**** Text extract ****
Strawberry Lane is a Philippine television drama series broadcast by GMA Network. Directed by Don Michael Perez, it stars Bea Binene, Joyce Ching, Kim Rodriguez and Jhoana Marie Tan. It premiered on September 15, 2014 on the network's Telebabad line up replacing Niño. The series concluded on January 2, 2015 with a total of 80 episodes. It was replaced by Once Upon a Kiss in its timeslot.

The series is streaming online on YouTube.

Premise
The story focuses on the lives of Clarissa, Jack, Dorina and Lupe who are in Bagong Bahay Pangarap, a reformation center for girls. Despite having different personalities, they share the same hope of fulfilling their dreams.
**** Material provided ****
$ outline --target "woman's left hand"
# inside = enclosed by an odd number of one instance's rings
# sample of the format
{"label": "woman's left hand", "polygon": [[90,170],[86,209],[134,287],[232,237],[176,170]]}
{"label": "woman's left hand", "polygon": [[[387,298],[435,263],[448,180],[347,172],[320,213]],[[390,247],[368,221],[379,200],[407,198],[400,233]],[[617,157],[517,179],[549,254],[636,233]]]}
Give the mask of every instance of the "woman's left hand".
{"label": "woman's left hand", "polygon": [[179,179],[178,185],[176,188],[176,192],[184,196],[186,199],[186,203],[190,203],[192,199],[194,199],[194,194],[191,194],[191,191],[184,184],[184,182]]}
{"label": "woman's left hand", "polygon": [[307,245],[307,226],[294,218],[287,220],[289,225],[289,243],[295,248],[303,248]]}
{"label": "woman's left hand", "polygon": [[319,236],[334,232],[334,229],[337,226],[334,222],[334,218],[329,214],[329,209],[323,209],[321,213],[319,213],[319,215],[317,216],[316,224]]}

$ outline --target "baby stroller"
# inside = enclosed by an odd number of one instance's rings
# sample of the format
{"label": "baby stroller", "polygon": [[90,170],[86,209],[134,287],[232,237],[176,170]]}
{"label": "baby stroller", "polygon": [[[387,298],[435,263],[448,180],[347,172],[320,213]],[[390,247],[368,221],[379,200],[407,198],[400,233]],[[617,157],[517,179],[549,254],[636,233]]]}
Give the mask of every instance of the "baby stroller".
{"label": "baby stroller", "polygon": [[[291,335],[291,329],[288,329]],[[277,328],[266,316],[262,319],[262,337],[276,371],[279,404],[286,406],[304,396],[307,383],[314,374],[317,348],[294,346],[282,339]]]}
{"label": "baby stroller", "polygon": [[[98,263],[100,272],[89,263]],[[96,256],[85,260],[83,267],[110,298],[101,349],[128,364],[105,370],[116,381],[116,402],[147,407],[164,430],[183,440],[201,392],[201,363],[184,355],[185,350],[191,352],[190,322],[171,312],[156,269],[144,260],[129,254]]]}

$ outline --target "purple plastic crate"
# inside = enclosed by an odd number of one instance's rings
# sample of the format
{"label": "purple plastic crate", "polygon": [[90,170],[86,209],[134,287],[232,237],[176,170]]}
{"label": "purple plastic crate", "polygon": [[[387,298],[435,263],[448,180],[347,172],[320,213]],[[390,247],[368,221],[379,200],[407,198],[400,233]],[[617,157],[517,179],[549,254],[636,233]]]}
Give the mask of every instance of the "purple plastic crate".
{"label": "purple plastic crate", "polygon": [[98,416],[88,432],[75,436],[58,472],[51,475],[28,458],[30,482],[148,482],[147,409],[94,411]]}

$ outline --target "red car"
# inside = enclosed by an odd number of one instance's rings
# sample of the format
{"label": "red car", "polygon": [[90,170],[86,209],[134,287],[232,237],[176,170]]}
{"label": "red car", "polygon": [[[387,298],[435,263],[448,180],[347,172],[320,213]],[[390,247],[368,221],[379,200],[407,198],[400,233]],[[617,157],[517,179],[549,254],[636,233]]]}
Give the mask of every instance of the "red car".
****
**Written request 1**
Answer these questions from the Strawberry Lane article.
(a) Who directed the series?
(b) How many episodes did the series have in total?
(c) What kind of place is Bagong Bahay Pangarap?
**Written request 2**
Copy out the stretch of the Strawberry Lane article from "Strawberry Lane is" through "in its timeslot.".
**Written request 3**
Decide whether each statement agrees with the Strawberry Lane article. Answer yes or no and quote the words that decide it.
(a) When the series premiered, it replaced Once Upon a Kiss.
(b) The series can be streamed on YouTube.
(c) Clarissa, Jack, Dorina and Lupe all have the same personality.

**Correct result 1**
(a) Don Michael Perez
(b) 80 episodes
(c) A reformation center for girls

**Correct result 2**
Strawberry Lane is a Philippine television drama series broadcast by GMA Network. Directed by Don Michael Perez, it stars Bea Binene, Joyce Ching, Kim Rodriguez and Jhoana Marie Tan. It premiered on September 15, 2014 on the network's Telebabad line up replacing Niño. The series concluded on January 2, 2015 with a total of 80 episodes. It was replaced by Once Upon a Kiss in its timeslot.

**Correct result 3**
(a) No: "It premiered on September 15, 2014 on the network's Telebabad line up replacing Niño."
(b) Yes: "The series is streaming online on YouTube."
(c) No: "Despite having different personalities, they share the same hope of fulfilling their dreams."